(Source data)
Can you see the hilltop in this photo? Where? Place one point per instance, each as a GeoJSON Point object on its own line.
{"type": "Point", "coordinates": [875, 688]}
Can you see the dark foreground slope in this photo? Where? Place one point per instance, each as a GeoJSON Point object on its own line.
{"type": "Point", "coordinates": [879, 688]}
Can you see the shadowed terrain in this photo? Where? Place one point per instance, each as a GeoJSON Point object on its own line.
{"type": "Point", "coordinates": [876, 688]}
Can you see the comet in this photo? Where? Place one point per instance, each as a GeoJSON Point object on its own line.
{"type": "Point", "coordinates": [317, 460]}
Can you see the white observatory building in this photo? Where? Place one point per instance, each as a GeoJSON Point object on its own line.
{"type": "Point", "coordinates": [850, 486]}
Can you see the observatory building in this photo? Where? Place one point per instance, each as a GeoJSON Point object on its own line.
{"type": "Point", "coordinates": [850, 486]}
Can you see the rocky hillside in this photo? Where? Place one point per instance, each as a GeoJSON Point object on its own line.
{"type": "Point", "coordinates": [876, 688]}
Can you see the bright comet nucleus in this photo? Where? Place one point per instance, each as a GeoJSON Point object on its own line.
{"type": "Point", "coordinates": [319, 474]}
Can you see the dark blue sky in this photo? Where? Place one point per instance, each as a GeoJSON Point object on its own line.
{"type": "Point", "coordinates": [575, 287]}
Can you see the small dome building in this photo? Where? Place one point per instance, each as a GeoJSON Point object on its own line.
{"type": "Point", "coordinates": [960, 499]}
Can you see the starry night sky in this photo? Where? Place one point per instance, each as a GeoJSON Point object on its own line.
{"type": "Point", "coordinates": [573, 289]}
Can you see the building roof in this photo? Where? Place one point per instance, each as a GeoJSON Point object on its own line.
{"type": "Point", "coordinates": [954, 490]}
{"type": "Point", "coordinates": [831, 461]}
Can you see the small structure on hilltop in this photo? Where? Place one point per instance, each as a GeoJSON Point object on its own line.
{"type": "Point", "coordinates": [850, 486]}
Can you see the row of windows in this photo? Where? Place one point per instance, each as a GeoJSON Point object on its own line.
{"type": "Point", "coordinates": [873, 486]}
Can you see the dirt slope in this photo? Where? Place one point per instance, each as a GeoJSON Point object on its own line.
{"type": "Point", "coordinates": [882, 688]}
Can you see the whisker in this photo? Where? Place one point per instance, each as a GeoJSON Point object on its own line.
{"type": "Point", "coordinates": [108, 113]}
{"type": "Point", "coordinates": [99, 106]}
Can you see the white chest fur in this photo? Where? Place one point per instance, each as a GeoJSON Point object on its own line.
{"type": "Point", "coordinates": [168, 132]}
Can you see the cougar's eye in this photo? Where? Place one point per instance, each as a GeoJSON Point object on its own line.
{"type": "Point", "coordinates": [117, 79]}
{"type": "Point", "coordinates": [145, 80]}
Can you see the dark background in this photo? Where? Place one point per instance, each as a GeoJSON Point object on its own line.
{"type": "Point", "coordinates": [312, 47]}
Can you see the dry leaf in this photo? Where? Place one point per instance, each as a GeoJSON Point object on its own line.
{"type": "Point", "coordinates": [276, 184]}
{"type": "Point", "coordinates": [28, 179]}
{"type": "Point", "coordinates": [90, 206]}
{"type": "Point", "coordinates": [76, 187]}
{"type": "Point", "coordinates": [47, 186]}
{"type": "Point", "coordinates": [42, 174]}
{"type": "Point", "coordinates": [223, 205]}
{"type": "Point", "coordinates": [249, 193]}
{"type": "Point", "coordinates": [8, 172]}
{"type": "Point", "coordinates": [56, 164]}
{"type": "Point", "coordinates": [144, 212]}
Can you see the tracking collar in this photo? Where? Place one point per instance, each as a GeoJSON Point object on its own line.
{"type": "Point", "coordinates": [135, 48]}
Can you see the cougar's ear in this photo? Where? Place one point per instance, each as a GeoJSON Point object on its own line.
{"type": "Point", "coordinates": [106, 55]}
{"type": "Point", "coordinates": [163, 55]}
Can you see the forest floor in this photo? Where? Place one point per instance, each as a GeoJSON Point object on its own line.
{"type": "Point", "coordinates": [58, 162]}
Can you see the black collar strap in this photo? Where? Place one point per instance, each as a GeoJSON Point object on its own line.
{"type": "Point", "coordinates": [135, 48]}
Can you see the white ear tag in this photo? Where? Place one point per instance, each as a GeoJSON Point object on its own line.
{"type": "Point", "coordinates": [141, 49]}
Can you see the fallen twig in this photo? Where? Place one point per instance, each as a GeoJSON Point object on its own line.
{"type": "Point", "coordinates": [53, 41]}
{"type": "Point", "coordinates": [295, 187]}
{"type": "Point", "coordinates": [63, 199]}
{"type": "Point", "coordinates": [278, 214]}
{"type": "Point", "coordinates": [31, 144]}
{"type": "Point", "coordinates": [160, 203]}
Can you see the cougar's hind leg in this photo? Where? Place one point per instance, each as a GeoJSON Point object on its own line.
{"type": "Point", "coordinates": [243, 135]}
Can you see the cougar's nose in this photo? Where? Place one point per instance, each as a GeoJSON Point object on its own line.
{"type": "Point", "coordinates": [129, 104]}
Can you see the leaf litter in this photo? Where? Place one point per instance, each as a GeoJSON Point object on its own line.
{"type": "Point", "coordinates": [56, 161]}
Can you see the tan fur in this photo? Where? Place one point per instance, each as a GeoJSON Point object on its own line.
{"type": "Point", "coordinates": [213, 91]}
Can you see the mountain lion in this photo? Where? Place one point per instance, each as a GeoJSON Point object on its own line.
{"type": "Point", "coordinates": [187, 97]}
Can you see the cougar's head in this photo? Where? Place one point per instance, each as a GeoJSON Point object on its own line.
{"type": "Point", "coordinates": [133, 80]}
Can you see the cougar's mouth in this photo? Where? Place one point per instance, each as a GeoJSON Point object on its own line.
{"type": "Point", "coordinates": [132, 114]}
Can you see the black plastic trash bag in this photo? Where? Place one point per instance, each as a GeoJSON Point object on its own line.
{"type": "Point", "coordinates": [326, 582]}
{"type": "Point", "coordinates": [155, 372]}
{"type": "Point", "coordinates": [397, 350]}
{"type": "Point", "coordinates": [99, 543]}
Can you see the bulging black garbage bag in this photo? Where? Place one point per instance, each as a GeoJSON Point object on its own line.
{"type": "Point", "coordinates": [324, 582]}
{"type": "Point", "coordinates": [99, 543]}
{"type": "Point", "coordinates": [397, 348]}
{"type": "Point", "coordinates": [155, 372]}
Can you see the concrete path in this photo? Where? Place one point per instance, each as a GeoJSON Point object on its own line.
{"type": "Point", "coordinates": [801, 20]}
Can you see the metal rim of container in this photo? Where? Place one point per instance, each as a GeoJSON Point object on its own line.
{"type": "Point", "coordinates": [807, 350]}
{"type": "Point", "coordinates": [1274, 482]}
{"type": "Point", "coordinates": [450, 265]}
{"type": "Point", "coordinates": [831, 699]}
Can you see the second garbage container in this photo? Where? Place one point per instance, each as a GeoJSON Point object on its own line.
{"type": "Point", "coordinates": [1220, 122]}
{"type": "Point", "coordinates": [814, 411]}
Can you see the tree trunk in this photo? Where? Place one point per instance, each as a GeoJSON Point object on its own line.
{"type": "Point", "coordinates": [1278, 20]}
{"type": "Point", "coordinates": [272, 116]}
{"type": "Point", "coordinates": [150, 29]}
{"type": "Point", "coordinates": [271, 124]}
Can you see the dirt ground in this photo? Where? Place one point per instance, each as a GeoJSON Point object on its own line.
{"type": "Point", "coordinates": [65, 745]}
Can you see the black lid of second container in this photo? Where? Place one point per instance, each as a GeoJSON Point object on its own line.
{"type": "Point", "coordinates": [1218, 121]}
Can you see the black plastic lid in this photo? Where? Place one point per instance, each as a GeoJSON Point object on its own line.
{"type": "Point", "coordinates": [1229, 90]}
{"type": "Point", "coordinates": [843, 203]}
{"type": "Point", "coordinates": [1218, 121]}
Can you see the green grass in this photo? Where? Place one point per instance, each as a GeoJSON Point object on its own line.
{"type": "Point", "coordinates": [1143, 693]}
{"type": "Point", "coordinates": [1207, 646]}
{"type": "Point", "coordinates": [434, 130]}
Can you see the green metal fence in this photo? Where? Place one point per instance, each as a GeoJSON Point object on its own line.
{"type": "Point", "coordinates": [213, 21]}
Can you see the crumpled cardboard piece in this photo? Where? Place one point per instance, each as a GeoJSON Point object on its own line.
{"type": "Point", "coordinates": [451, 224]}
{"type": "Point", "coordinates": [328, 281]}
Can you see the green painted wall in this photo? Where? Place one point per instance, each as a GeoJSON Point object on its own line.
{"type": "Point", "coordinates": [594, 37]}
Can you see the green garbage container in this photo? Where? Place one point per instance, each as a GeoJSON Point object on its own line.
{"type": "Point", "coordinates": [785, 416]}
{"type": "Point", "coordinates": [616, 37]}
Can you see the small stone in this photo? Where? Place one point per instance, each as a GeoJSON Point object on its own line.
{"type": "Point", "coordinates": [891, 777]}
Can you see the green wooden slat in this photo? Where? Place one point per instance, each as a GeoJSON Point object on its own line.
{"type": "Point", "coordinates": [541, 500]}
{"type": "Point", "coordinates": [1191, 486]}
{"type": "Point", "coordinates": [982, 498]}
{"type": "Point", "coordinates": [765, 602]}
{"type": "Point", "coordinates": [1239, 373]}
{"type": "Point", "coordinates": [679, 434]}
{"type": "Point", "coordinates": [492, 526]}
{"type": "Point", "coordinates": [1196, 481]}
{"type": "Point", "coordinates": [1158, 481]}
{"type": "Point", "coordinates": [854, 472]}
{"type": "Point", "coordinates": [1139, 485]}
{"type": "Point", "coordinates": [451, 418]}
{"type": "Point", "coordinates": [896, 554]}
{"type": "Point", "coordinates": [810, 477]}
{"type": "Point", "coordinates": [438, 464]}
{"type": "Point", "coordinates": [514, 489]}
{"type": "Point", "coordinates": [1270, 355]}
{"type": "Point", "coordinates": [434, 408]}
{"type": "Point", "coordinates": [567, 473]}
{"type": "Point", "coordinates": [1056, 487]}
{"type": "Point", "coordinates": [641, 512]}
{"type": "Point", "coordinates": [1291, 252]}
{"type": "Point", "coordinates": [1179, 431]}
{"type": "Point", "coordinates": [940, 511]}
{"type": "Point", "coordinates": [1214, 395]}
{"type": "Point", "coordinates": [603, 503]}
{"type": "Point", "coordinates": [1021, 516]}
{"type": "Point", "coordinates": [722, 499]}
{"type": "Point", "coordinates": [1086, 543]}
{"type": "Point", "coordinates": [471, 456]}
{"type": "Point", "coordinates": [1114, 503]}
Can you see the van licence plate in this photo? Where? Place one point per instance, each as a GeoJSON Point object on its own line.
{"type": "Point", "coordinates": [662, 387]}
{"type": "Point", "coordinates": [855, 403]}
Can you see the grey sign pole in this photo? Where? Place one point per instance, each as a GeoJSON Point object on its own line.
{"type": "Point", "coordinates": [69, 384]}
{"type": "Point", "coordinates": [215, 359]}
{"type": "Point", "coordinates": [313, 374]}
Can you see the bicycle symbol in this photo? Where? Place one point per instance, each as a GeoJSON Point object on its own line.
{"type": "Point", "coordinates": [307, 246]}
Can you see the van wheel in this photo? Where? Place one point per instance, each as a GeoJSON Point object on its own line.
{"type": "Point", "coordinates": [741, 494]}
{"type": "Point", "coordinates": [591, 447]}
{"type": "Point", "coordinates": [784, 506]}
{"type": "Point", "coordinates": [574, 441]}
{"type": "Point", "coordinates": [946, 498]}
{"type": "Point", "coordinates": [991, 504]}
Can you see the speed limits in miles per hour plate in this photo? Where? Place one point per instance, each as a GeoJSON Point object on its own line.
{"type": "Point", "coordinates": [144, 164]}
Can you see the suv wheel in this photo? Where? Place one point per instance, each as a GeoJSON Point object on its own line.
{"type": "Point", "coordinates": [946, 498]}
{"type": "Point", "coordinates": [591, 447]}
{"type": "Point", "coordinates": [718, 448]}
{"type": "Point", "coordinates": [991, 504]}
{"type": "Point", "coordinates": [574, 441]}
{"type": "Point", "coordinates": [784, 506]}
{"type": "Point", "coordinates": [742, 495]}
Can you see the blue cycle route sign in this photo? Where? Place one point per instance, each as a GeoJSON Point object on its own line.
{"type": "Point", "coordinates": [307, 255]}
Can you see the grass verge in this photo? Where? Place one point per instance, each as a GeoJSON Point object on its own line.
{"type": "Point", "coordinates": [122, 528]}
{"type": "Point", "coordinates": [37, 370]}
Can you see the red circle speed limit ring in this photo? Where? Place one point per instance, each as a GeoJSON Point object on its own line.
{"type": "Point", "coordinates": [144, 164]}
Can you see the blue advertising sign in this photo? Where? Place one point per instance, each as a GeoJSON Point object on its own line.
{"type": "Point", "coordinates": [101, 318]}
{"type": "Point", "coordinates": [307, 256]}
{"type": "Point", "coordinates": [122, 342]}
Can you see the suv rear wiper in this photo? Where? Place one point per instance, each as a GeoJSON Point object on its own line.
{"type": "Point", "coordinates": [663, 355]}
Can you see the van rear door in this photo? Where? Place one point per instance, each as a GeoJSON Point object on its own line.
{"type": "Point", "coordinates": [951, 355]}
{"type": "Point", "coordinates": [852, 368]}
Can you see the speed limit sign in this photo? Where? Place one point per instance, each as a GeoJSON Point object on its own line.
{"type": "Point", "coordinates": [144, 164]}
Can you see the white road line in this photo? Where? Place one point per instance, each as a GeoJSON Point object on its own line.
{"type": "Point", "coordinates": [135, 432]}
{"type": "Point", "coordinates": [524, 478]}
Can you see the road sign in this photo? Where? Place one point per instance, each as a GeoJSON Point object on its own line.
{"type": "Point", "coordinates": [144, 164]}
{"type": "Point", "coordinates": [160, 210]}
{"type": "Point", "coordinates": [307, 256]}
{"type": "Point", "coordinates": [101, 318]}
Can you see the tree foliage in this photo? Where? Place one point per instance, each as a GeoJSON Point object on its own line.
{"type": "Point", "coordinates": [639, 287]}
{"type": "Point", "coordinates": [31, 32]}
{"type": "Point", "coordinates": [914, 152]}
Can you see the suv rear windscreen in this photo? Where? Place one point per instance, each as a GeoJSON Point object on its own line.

**Your objective**
Print nothing but the lines from the line with "Can you see the blue advertising" to the last line of the records above. Both of those lines count.

**Output for this task**
Can you see the blue advertising sign in this photo? Where? Place one point per instance, each as a GeoJSON Point object on its own line.
{"type": "Point", "coordinates": [101, 318]}
{"type": "Point", "coordinates": [307, 256]}
{"type": "Point", "coordinates": [122, 342]}
Can you see the suv rear wiper in this photo? Where? Place one point per instance, each as a GeoJSON Point object on its own line.
{"type": "Point", "coordinates": [663, 355]}
Can you see the van rear door in this photo? Where? Place one point per instance, each as a GeoJSON Point object on its own line.
{"type": "Point", "coordinates": [951, 355]}
{"type": "Point", "coordinates": [852, 368]}
Can you see the speed limit sign in this photo? Where? Place one point per instance, each as a GeoJSON Point object on its own line.
{"type": "Point", "coordinates": [144, 164]}
Can you see the white road line in this photo? Where? Place one point per instance, each as a GeoJSON Point object on its own line.
{"type": "Point", "coordinates": [135, 432]}
{"type": "Point", "coordinates": [524, 478]}
Can you see the road sign in this photo? Where? Place one point per instance, each as a GeoJSON Point object on its own line.
{"type": "Point", "coordinates": [144, 164]}
{"type": "Point", "coordinates": [160, 210]}
{"type": "Point", "coordinates": [307, 256]}
{"type": "Point", "coordinates": [101, 318]}
Can you see the tree foliage in this photo? Where? Place one point per instance, each as a GeoJSON Point object on its own line.
{"type": "Point", "coordinates": [639, 287]}
{"type": "Point", "coordinates": [31, 32]}
{"type": "Point", "coordinates": [914, 152]}
Can you see the suv rear windscreen in this photo? Where? Place one point per instance, each as a GeoJSON Point object on its own line.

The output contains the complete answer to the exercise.